(Source records Opens)
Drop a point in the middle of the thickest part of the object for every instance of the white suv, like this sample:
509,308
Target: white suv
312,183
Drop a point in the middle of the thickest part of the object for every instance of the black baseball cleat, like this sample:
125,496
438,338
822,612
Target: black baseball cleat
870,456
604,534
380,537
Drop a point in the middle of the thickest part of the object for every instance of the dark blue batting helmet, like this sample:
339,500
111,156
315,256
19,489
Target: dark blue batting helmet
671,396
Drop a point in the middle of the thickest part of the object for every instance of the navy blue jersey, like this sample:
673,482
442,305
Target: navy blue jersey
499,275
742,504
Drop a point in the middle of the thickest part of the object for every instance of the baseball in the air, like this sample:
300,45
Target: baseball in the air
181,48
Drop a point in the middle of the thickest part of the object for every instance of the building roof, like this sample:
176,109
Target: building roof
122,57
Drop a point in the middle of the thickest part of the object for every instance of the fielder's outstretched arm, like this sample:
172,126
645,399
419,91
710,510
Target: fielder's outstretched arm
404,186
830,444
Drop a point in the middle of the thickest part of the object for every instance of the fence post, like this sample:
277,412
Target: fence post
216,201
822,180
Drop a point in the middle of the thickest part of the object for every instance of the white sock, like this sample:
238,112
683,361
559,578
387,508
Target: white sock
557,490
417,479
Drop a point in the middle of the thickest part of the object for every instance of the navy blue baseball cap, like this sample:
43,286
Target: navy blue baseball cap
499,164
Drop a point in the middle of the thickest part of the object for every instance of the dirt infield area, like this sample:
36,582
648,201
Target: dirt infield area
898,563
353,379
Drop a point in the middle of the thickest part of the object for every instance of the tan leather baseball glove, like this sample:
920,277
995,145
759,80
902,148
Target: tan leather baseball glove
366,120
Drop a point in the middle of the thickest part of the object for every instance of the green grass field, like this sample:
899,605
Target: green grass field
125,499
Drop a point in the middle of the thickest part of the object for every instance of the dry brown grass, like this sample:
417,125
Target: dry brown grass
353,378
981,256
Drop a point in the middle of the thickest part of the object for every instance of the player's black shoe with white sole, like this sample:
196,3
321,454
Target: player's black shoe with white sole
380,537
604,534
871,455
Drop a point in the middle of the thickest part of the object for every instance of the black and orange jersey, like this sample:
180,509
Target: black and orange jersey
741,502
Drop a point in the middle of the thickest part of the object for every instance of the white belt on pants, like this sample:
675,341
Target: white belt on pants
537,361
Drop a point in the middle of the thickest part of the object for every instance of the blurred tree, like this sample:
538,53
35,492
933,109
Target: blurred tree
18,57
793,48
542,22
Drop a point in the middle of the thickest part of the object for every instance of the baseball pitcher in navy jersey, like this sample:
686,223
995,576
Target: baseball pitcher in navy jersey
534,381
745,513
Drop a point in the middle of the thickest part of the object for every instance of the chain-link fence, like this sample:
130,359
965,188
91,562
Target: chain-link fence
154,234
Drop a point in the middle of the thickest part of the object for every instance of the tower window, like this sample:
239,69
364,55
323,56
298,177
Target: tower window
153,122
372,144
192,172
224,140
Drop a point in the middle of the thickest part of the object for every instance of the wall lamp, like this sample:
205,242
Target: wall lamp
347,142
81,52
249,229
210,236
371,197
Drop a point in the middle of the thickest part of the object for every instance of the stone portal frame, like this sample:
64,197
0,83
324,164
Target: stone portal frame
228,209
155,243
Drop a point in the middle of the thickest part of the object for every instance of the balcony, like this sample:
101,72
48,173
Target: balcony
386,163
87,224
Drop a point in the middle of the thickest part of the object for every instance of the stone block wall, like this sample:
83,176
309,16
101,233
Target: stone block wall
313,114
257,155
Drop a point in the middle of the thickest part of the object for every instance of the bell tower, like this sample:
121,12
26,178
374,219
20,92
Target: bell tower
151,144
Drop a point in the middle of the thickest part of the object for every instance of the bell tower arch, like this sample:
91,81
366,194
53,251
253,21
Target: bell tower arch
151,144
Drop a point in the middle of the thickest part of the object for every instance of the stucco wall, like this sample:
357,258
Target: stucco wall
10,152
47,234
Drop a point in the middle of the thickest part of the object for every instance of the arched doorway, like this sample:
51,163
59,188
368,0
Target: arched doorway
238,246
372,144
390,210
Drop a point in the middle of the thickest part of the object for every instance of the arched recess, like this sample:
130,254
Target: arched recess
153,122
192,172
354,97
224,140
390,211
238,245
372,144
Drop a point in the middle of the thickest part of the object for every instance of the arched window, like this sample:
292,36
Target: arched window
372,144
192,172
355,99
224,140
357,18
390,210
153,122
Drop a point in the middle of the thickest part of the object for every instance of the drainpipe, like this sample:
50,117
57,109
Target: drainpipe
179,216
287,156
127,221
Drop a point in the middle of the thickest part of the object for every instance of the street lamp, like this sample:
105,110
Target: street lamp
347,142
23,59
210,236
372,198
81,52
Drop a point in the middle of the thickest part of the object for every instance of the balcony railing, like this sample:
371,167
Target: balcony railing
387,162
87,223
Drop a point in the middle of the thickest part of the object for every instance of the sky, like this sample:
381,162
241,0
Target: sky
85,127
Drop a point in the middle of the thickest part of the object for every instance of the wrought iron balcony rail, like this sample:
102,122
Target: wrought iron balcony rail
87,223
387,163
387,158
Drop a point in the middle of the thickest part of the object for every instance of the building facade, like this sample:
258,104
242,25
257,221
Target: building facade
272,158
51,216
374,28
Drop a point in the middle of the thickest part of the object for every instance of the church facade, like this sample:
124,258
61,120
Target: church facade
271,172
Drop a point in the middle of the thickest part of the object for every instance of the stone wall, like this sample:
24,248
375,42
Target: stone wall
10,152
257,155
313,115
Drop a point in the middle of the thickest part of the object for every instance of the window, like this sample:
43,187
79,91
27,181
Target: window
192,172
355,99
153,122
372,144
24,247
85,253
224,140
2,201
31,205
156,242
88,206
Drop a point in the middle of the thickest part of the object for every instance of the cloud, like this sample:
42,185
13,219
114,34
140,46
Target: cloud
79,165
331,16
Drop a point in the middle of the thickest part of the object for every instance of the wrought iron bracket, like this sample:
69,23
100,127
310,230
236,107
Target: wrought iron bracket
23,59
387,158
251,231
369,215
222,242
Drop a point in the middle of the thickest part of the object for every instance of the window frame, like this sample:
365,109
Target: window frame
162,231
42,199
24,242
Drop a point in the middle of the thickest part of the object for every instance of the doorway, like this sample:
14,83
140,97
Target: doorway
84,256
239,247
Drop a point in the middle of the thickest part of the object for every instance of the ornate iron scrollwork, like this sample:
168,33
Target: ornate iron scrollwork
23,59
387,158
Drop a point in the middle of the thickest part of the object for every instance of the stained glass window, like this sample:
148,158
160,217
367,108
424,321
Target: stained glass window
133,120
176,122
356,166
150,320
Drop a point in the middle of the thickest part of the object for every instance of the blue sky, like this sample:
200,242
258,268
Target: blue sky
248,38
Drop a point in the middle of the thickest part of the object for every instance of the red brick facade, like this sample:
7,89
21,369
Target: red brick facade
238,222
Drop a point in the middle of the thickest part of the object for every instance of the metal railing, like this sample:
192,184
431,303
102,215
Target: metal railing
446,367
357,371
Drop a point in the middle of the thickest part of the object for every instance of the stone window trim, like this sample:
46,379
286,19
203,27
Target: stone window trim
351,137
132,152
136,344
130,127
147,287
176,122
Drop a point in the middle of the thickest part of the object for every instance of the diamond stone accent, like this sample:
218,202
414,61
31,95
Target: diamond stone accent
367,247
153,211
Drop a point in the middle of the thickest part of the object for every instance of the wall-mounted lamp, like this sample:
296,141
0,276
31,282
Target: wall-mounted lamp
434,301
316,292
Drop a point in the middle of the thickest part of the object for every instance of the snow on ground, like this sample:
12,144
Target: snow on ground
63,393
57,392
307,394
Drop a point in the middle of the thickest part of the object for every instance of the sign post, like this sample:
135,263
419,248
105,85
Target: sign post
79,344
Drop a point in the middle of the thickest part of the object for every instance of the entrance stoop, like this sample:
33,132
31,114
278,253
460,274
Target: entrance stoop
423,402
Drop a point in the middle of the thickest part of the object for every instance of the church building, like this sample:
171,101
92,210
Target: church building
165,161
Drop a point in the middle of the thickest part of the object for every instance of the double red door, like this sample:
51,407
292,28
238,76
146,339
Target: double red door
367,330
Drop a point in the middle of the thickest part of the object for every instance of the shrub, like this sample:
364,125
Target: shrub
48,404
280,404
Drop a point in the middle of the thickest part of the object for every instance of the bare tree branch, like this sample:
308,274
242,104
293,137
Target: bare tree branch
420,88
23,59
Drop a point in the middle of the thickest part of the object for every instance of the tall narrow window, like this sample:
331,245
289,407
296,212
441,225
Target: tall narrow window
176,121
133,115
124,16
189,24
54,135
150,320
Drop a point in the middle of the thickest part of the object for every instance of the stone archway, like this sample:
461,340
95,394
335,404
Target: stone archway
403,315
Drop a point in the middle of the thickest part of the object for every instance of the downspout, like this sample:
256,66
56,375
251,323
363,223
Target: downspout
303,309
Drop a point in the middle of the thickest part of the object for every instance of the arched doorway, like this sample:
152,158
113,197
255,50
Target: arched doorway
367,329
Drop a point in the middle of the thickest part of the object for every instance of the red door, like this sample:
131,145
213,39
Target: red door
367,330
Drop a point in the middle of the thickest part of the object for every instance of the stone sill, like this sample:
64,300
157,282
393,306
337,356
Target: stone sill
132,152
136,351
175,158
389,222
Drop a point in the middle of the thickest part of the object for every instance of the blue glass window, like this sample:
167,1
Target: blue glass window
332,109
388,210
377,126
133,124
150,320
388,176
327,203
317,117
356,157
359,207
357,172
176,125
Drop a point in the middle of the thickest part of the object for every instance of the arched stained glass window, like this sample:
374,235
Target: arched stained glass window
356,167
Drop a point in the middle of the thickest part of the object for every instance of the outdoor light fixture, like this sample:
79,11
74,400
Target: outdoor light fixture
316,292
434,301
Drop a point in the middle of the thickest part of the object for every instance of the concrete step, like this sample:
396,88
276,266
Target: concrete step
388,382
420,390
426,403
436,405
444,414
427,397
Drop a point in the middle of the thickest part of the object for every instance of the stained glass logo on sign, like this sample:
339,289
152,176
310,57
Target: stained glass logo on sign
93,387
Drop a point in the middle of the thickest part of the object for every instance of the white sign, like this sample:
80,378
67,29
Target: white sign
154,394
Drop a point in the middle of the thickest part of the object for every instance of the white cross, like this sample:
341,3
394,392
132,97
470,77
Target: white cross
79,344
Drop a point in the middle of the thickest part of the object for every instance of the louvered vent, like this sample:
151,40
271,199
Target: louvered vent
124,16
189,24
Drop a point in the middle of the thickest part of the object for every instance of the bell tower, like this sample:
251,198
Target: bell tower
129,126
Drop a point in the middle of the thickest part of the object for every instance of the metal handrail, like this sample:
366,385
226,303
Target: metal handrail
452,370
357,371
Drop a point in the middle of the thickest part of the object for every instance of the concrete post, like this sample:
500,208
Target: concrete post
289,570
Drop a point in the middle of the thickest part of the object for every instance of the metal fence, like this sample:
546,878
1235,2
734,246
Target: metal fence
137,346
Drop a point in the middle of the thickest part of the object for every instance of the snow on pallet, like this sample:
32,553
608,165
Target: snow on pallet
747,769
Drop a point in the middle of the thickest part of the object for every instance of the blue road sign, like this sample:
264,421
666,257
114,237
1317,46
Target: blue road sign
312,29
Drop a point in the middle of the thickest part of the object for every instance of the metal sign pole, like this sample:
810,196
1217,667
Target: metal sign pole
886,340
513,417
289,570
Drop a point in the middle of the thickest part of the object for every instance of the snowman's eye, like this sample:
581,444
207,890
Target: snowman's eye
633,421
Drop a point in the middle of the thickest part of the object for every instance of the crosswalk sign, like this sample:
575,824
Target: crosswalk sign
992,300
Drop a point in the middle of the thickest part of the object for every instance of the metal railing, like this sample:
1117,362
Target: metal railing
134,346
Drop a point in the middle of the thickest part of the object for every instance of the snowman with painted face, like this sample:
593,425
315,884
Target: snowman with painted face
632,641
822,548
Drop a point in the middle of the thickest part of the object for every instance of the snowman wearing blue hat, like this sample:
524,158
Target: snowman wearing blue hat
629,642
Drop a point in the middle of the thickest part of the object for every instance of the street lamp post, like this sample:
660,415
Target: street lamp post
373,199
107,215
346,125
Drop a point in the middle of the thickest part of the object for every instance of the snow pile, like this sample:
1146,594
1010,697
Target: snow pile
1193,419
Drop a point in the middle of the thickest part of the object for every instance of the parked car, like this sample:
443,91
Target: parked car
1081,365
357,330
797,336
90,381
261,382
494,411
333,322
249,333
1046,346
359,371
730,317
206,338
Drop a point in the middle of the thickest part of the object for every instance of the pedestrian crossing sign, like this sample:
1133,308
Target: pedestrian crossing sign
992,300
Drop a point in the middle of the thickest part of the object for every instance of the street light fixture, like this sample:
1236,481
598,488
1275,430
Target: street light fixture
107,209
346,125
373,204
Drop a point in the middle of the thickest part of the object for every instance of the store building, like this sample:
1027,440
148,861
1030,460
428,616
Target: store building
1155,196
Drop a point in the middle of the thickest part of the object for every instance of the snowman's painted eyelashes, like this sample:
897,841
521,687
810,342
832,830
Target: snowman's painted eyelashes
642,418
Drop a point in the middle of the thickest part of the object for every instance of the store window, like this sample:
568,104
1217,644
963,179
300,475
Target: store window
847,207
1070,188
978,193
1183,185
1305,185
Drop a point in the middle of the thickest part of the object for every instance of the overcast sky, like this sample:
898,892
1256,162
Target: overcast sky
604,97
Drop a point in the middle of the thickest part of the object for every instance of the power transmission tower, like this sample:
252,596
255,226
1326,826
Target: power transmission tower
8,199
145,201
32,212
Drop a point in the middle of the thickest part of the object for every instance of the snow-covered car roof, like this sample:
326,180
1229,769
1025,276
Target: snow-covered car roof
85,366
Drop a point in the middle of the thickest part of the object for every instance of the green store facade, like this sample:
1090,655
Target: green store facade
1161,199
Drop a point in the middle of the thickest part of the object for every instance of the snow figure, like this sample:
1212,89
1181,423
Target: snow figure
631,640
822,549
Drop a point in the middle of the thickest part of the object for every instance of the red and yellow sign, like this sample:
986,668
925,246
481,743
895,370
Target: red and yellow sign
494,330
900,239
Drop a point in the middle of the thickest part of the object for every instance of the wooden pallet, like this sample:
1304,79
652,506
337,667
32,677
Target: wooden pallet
(Source records Closes)
Task brief: From the records above, count how many lines hold the string "wooden", then give only that number.

Result of this exercise: 2